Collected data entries
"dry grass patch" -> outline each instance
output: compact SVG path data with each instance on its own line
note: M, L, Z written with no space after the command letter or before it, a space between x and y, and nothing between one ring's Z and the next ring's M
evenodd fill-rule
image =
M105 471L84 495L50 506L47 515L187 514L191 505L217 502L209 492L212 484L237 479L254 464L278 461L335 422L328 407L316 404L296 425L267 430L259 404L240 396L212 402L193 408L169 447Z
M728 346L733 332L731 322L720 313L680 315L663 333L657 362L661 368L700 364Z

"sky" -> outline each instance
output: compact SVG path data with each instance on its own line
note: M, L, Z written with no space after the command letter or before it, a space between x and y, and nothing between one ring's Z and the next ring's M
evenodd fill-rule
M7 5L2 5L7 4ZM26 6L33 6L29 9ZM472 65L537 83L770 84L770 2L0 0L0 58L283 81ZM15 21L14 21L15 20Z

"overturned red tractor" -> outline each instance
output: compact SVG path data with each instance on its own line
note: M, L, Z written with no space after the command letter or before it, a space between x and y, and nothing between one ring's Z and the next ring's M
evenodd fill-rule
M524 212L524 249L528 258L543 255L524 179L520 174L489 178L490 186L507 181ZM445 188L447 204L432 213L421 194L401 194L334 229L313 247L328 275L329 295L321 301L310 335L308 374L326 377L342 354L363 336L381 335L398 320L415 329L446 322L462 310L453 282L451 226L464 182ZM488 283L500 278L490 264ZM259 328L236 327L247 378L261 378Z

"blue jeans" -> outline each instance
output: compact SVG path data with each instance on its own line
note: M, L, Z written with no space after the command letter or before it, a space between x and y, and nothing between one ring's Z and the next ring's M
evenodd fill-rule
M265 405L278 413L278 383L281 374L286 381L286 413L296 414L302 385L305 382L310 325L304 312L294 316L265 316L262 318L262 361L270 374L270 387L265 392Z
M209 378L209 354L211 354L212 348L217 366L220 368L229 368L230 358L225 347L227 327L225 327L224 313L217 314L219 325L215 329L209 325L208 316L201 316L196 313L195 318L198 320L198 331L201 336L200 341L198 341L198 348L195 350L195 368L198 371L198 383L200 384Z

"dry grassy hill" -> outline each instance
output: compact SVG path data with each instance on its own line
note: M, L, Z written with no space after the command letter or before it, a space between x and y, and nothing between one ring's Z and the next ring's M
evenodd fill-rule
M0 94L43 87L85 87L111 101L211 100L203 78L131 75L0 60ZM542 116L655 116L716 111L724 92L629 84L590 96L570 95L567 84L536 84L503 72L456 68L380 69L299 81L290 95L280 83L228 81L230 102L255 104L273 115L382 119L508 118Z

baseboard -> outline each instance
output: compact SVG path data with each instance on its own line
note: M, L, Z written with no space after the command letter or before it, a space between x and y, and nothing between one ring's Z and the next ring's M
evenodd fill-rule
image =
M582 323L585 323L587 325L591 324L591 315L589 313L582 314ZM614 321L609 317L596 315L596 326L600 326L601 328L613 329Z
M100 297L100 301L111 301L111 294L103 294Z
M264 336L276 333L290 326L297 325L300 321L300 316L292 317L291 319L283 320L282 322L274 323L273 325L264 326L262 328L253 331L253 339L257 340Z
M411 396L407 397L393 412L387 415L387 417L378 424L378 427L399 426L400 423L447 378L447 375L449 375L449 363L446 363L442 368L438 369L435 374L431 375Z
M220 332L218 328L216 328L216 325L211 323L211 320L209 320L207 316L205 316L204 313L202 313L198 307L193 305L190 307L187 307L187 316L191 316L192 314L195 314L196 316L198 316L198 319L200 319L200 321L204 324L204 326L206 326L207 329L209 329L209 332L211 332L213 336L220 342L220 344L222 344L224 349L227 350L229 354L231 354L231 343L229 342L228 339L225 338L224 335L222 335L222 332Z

● **Work to complete**: Set down the records again, exactly.

● **Result of the task**:
"dry grass patch" -> outline each instance
output: compact SVG path data with each instance on its own line
note: M, L, Z written with no space after the command letter or before it, a space between x and y, and nothing between one ring's Z and the next ring's M
evenodd fill-rule
image =
M105 471L84 495L50 506L47 515L187 514L191 505L217 502L209 492L212 484L237 479L254 464L278 461L335 422L328 407L316 404L296 425L267 430L259 404L240 396L212 402L193 408L169 447Z
M728 346L733 332L731 322L720 313L680 315L663 333L657 362L661 368L700 364Z

"sky" -> outline each instance
output: compact SVG path data with each instance on its own line
note: M, L, Z written with no space after the command letter or before it, a space between x and y, and nothing between one ring's Z and the next ring's M
evenodd fill-rule
M7 5L2 5L7 4ZM26 6L33 6L29 9ZM472 65L537 83L770 84L770 2L0 0L0 58L283 81ZM15 21L14 21L15 20Z

"overturned red tractor" -> outline each instance
output: compact SVG path data with each instance on its own line
note: M, L, Z written with no space after the command letter or before it, a space between x and y, and nothing between one ring's Z and the next ring's M
evenodd fill-rule
M524 212L524 249L528 258L543 255L524 179L520 174L489 178L490 186L507 181ZM445 188L447 204L432 213L421 194L401 194L334 229L313 247L328 275L329 295L321 301L310 335L308 374L326 377L342 354L363 336L381 335L398 320L415 329L446 322L462 310L453 282L451 226L464 182ZM488 283L500 278L490 264ZM259 328L236 327L247 378L261 378Z

"blue jeans" -> outline each instance
output: compact SVG path data with each instance on its own line
note: M, L, Z written with no space after the command letter or before it, a space between x and y, and nothing between one ring's Z and the next ring's M
evenodd fill-rule
M265 405L278 413L278 383L281 374L286 381L286 413L296 414L302 385L305 382L310 325L304 312L294 316L265 316L262 318L262 361L270 374L270 387L265 392Z
M209 378L209 354L211 354L212 348L217 366L220 368L229 368L230 358L225 347L227 327L225 327L224 313L217 314L219 325L215 329L209 325L208 316L201 316L196 313L195 318L198 320L198 331L201 336L200 341L198 341L198 348L195 350L195 368L198 371L198 383L200 384Z

"dry grassy hill" -> outline each instance
output: compact SVG path data with each instance on its own line
note: M, L, Z written with no space after the command letter or before it, a space between x and y, and nothing between one ring's Z and the next ring's M
evenodd fill-rule
M0 94L43 87L85 87L111 101L211 100L203 78L131 75L0 60ZM542 116L655 116L716 111L724 92L629 84L590 96L570 95L567 84L536 84L503 72L456 68L380 69L299 81L290 95L280 83L228 81L230 102L255 104L273 115L382 119L508 118Z

baseboard -> outline each instance
output: compact SVG path data with each instance on its own line
note: M, L, Z written with no space after the command letter or before it, a space between x and y, and nothing between one ring's Z and the next ring's M
evenodd fill-rule
image =
M582 323L585 323L587 325L591 324L591 315L589 313L582 314ZM614 321L609 317L596 315L596 326L600 326L601 328L613 329Z
M100 297L100 301L111 301L111 294L103 294Z
M264 336L276 333L290 326L297 325L300 321L300 316L292 317L291 319L283 320L282 322L274 323L273 325L264 326L262 328L253 331L253 339L257 340Z
M411 396L407 397L393 412L387 415L387 417L378 424L378 427L399 426L400 423L447 378L447 375L449 375L449 363L446 363L442 368L438 369L435 374L431 375Z
M220 332L218 328L216 328L216 325L211 323L211 320L209 320L207 316L205 316L204 313L202 313L198 307L193 305L190 307L187 307L187 316L191 316L192 314L195 314L196 316L198 316L198 319L200 319L200 321L204 324L204 326L206 326L207 329L209 329L209 332L211 332L213 336L220 342L220 344L222 344L224 349L227 350L229 354L231 354L231 343L229 342L228 339L225 338L224 335L222 335L222 332Z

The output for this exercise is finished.